Given request.
Please reproduce the classifier method documentation below in full, without changing anything.

Text excerpt.
- - -

Fine points: Token offsets are true wrt the source text, even though the tokenizer may internally normalize certain tokens to String representations of different lengths (e.g., " becoming `` or ''). When a period counts as both part of an abbreviation and as an end of sentence marker, and that abbreviation is part of a named entity, the reported entity string excludes the period.

Parameters:
sentences - The string to be classified
Returns:
A List of Triples, each of which gives an entity type and the beginning and ending character offsets.

segmentString

public List<String> segmentString(String sentence)
ONLY USE IF LOADED A CHINESE WORD SEGMENTER!!!!!

Parameters:
sentence - The string to be classified
Returns:
List of words

classify

public abstract List<CoreLabel> classify(List<CoreLabel> document)
Classify a List of CoreLabels.

Parameters:
document - A List of CoreLabels.
Returns:
the same List, but with the elements annotated with their answers (with setAnswer()).

train

public void train()
Train the classifier based on values in flags. It will use the first of these variables that is defined: trainFiles (and baseTrainDir), trainFileList, trainFile.


train

public void train(String filename)

train

public void train(String baseTrainDir,
                  String trainFiles)

train

public void train(String[] trainFileList)

- - -

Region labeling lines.
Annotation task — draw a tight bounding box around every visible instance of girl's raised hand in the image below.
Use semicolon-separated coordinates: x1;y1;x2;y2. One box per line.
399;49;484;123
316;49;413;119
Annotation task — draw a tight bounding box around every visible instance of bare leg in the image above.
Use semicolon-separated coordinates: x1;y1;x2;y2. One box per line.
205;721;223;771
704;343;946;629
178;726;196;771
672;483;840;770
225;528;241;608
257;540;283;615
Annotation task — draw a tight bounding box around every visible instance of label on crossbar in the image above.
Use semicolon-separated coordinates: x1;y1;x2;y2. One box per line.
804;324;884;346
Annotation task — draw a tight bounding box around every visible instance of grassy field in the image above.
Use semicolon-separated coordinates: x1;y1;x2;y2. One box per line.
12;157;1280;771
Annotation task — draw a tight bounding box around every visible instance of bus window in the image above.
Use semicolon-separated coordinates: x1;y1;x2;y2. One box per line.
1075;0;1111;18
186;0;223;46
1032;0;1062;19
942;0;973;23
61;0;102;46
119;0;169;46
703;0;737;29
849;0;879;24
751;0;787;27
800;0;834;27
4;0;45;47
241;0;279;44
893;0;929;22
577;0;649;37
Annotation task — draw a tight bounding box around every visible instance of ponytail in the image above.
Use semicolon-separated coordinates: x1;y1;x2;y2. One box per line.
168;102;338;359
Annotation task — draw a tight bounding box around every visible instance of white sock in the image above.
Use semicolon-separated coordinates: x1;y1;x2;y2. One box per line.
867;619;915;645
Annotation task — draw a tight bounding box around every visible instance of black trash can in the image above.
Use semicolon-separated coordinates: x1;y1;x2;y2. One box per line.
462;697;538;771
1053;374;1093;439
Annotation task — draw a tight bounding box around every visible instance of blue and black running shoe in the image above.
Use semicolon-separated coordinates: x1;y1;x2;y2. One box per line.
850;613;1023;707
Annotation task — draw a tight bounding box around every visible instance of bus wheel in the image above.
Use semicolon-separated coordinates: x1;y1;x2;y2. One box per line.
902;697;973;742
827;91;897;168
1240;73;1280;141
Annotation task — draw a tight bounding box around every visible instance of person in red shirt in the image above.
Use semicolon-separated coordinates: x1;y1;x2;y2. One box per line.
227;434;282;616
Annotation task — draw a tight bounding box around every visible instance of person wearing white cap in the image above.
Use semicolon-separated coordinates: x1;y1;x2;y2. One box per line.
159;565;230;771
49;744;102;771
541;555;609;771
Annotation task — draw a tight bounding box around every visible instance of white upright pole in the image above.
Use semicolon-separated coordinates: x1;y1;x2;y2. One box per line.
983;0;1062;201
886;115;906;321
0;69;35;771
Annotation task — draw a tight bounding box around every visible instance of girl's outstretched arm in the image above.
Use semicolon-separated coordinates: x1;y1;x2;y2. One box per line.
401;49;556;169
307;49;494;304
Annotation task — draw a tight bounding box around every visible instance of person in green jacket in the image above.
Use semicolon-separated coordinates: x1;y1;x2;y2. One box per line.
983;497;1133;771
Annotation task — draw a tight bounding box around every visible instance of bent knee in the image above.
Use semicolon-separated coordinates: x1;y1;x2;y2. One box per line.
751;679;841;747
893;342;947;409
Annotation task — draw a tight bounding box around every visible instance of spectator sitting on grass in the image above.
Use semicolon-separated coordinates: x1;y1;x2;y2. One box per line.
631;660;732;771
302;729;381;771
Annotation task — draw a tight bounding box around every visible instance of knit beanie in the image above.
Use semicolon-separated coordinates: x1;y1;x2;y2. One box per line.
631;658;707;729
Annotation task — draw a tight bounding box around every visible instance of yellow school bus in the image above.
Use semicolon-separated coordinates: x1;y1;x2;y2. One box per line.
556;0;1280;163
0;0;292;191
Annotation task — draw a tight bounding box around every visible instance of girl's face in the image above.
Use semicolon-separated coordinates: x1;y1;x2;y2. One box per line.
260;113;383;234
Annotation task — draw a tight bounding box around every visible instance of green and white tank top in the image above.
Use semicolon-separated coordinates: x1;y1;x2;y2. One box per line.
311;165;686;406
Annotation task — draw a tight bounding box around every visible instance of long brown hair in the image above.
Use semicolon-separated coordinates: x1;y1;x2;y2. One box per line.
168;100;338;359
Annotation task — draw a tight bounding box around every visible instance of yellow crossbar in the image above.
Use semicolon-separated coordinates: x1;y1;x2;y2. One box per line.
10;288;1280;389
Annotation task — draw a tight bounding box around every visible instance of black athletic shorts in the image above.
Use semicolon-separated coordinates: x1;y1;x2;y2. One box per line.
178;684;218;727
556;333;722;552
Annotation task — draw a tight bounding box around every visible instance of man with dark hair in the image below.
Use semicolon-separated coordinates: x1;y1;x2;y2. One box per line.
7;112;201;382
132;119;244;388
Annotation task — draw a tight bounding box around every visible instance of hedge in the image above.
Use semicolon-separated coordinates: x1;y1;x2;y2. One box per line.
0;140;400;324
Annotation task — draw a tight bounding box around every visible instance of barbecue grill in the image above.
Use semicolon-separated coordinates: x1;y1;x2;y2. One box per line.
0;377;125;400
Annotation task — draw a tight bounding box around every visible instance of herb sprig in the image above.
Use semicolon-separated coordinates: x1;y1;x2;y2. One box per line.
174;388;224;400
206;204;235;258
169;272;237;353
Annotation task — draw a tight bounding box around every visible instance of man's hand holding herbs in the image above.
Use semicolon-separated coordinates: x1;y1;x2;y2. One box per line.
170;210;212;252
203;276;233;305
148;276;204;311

- - -

Completed exercise.
Fine points: Token offsets are true wrt the source text, even though the tokenizer may internally normalize certain tokens to String representations of different lengths (e.g., " becoming `` or ''). When a period counts as both part of an abbreviation and as an end of sentence marker, and that abbreviation is part of a named entity, the reported entity string excludes the period.

Parameters:
sentences - The string to be classified
Returns:
A List of Triples, each of which gives an entity type and the beginning and ending character offsets.

segmentString

public List<String> segmentString(String sentence)
ONLY USE IF LOADED A CHINESE WORD SEGMENTER!!!!!

Parameters:
sentence - The string to be classified
Returns:
List of words

classify

public abstract List<CoreLabel> classify(List<CoreLabel> document)
Classify a List of CoreLabels.

Parameters:
document - A List of CoreLabels.
Returns:
the same List, but with the elements annotated with their answers (with setAnswer()).

train

public void train()
Train the classifier based on values in flags. It will use the first of these variables that is defined: trainFiles (and baseTrainDir), trainFileList, trainFile.


train

public void train(String filename)

train

public void train(String baseTrainDir,
                  String trainFiles)

train

public void train(String[] trainFileList)